WHAT YOU ARE ASKED TO DO:
Every entry should be given again exactly, with nothing dropped.
--- GIVEN ENTRIES ---
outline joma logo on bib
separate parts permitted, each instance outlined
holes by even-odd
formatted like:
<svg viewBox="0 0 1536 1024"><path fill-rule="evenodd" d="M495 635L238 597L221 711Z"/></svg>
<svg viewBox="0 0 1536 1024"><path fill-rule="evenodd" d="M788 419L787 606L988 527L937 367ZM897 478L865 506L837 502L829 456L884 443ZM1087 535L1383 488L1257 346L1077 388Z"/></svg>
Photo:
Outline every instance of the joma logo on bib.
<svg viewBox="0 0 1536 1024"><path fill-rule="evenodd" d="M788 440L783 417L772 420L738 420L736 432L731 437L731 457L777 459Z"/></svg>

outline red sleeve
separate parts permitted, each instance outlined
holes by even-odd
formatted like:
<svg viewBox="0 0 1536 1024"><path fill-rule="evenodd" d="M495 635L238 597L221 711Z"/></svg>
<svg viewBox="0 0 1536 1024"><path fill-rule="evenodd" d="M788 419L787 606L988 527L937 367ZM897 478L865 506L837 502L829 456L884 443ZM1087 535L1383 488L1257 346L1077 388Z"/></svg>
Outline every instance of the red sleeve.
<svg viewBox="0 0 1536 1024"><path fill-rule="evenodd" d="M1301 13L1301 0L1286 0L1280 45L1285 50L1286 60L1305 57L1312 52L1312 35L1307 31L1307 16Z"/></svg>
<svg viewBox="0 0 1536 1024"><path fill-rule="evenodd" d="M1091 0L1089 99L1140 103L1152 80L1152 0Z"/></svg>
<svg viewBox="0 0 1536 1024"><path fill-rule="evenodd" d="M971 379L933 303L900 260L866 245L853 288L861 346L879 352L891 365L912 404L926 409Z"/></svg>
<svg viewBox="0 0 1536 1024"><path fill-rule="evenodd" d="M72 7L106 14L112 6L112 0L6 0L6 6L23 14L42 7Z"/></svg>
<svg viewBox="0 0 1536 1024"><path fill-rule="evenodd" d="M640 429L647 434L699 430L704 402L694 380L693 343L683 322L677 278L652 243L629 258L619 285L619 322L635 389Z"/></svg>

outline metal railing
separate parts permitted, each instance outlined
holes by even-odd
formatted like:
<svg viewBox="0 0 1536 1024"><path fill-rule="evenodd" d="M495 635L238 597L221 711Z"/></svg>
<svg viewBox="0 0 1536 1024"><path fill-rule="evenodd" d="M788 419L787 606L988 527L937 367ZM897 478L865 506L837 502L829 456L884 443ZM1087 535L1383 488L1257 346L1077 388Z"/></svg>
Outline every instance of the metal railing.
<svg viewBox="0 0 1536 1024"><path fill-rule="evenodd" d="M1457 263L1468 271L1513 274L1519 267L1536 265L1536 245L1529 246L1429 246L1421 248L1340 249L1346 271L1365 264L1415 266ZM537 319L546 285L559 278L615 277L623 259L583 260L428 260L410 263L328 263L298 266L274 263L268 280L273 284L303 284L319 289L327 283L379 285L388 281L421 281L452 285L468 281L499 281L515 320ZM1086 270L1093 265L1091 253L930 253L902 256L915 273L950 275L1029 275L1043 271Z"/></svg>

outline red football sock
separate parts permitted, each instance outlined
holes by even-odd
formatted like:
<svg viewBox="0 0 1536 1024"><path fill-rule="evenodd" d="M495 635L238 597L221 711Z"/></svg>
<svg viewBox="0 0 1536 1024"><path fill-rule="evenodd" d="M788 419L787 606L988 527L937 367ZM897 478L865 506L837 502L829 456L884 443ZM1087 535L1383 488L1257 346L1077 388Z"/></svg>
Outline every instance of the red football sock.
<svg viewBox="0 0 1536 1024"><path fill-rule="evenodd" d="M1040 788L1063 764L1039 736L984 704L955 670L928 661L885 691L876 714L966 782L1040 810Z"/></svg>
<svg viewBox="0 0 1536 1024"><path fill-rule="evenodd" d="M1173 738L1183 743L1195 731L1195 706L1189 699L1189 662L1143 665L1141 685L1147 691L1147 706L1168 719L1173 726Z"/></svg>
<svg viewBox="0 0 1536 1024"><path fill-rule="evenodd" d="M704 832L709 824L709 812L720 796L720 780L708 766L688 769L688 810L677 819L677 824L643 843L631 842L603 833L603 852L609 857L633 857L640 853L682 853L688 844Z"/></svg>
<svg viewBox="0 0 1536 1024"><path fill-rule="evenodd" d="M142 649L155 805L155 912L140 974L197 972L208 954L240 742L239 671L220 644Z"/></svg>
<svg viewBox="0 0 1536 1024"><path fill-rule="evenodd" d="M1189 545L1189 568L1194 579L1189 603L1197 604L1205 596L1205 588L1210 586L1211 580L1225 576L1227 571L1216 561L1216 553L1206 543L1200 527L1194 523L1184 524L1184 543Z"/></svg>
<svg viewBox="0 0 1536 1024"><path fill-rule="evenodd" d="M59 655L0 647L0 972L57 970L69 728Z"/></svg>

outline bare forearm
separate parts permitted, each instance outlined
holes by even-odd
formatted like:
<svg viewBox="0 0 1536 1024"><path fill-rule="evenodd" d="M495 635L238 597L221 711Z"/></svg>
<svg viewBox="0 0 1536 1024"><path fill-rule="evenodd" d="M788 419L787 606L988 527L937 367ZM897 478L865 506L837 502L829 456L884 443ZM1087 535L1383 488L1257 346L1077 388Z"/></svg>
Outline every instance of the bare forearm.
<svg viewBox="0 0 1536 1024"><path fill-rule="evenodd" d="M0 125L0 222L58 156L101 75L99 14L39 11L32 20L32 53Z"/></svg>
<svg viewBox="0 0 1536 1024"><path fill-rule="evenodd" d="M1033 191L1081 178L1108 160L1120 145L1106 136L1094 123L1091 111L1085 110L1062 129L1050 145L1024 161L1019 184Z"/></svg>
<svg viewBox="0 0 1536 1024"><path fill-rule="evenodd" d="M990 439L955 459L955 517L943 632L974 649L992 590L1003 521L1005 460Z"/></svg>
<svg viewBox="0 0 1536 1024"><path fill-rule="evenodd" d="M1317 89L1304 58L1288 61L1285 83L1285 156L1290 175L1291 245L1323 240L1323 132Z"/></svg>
---
EXERCISE SOLUTION:
outline joma logo on bib
separate parts permitted, each instance outlined
holes by even-odd
formatted like:
<svg viewBox="0 0 1536 1024"><path fill-rule="evenodd" d="M495 635L238 597L221 711Z"/></svg>
<svg viewBox="0 0 1536 1024"><path fill-rule="evenodd" d="M788 419L787 606L988 527L937 367ZM897 478L865 506L837 502L829 456L884 443ZM1087 535L1383 488L1257 346L1077 388Z"/></svg>
Photo:
Outline every instance of the joma logo on bib.
<svg viewBox="0 0 1536 1024"><path fill-rule="evenodd" d="M788 440L783 417L772 420L738 420L736 432L731 437L731 457L777 459Z"/></svg>

outline red sleeve
separate parts permitted, each instance outlined
holes by even-odd
formatted like:
<svg viewBox="0 0 1536 1024"><path fill-rule="evenodd" d="M495 635L238 597L221 711Z"/></svg>
<svg viewBox="0 0 1536 1024"><path fill-rule="evenodd" d="M788 419L787 606L988 527L937 367ZM897 478L865 506L837 502L829 456L884 443ZM1087 535L1383 488L1257 346L1077 388Z"/></svg>
Outline every instance of the red sleeve.
<svg viewBox="0 0 1536 1024"><path fill-rule="evenodd" d="M1301 13L1301 0L1286 0L1280 45L1285 50L1286 60L1305 57L1312 52L1312 35L1307 31L1307 16Z"/></svg>
<svg viewBox="0 0 1536 1024"><path fill-rule="evenodd" d="M1091 0L1089 99L1140 103L1152 80L1152 0Z"/></svg>
<svg viewBox="0 0 1536 1024"><path fill-rule="evenodd" d="M971 379L933 303L900 260L866 245L853 288L861 346L879 352L891 365L912 404L926 409Z"/></svg>
<svg viewBox="0 0 1536 1024"><path fill-rule="evenodd" d="M72 7L106 14L112 6L112 0L6 0L6 6L23 14L42 7Z"/></svg>
<svg viewBox="0 0 1536 1024"><path fill-rule="evenodd" d="M640 429L647 434L699 430L704 402L694 380L693 343L683 322L677 278L652 243L629 258L619 285L619 322L635 389Z"/></svg>

outline metal railing
separate parts permitted, each instance outlined
holes by even-odd
formatted like:
<svg viewBox="0 0 1536 1024"><path fill-rule="evenodd" d="M495 635L238 597L221 711Z"/></svg>
<svg viewBox="0 0 1536 1024"><path fill-rule="evenodd" d="M788 419L787 606L988 527L937 367ZM897 478L865 506L837 502L829 456L884 443ZM1087 535L1383 488L1257 346L1077 388Z"/></svg>
Outline every instance of the metal railing.
<svg viewBox="0 0 1536 1024"><path fill-rule="evenodd" d="M1457 263L1468 271L1513 274L1519 267L1536 265L1536 245L1529 246L1429 246L1421 248L1340 249L1346 271L1365 264L1415 266ZM537 319L546 285L559 278L615 277L623 259L583 260L428 260L410 263L328 263L298 266L274 263L268 280L273 284L303 284L319 289L327 283L379 285L388 281L421 281L452 285L468 281L499 281L515 320ZM1086 270L1093 265L1091 253L930 253L902 256L915 273L950 275L1029 275L1043 271Z"/></svg>

outline red football sock
separate parts permitted, each instance outlined
holes by even-odd
formatted like:
<svg viewBox="0 0 1536 1024"><path fill-rule="evenodd" d="M495 635L238 597L221 711Z"/></svg>
<svg viewBox="0 0 1536 1024"><path fill-rule="evenodd" d="M788 419L787 606L988 527L937 367ZM897 478L865 506L837 502L829 456L884 443ZM1087 535L1383 488L1257 346L1077 388Z"/></svg>
Outline every instance of the red football sock.
<svg viewBox="0 0 1536 1024"><path fill-rule="evenodd" d="M1040 788L1063 764L1039 736L984 704L955 670L928 661L885 691L876 714L966 782L1040 810Z"/></svg>
<svg viewBox="0 0 1536 1024"><path fill-rule="evenodd" d="M1173 738L1183 743L1195 731L1195 706L1189 699L1189 662L1143 665L1141 685L1147 691L1147 706L1168 719L1173 726Z"/></svg>
<svg viewBox="0 0 1536 1024"><path fill-rule="evenodd" d="M704 832L709 824L709 812L720 796L720 780L708 766L688 769L688 810L677 819L677 824L643 843L631 842L603 833L603 852L609 857L633 857L640 853L682 853L688 844Z"/></svg>
<svg viewBox="0 0 1536 1024"><path fill-rule="evenodd" d="M142 649L155 805L155 912L140 974L197 972L208 954L240 742L239 671L220 644Z"/></svg>
<svg viewBox="0 0 1536 1024"><path fill-rule="evenodd" d="M1189 545L1189 568L1194 579L1189 603L1197 604L1205 596L1205 588L1210 586L1211 580L1225 576L1227 571L1216 561L1216 553L1206 543L1200 527L1194 523L1184 524L1184 543Z"/></svg>
<svg viewBox="0 0 1536 1024"><path fill-rule="evenodd" d="M59 655L0 647L0 972L57 970L69 728Z"/></svg>

outline bare forearm
separate parts permitted, each instance outlined
holes by even-odd
formatted like:
<svg viewBox="0 0 1536 1024"><path fill-rule="evenodd" d="M495 635L238 597L221 711Z"/></svg>
<svg viewBox="0 0 1536 1024"><path fill-rule="evenodd" d="M788 419L787 606L988 527L937 367ZM897 478L865 506L837 502L829 456L884 443ZM1087 535L1383 488L1257 346L1077 388Z"/></svg>
Outline every instance of the bare forearm.
<svg viewBox="0 0 1536 1024"><path fill-rule="evenodd" d="M0 125L0 222L58 156L101 75L99 14L39 11L32 20L32 53Z"/></svg>
<svg viewBox="0 0 1536 1024"><path fill-rule="evenodd" d="M1033 191L1081 178L1108 160L1120 145L1106 136L1094 123L1091 111L1085 110L1062 129L1050 145L1024 161L1019 184Z"/></svg>
<svg viewBox="0 0 1536 1024"><path fill-rule="evenodd" d="M990 439L955 459L955 517L943 632L974 649L992 590L1003 521L1005 460Z"/></svg>
<svg viewBox="0 0 1536 1024"><path fill-rule="evenodd" d="M1317 89L1304 58L1288 61L1285 83L1285 156L1290 175L1291 245L1323 240L1323 132Z"/></svg>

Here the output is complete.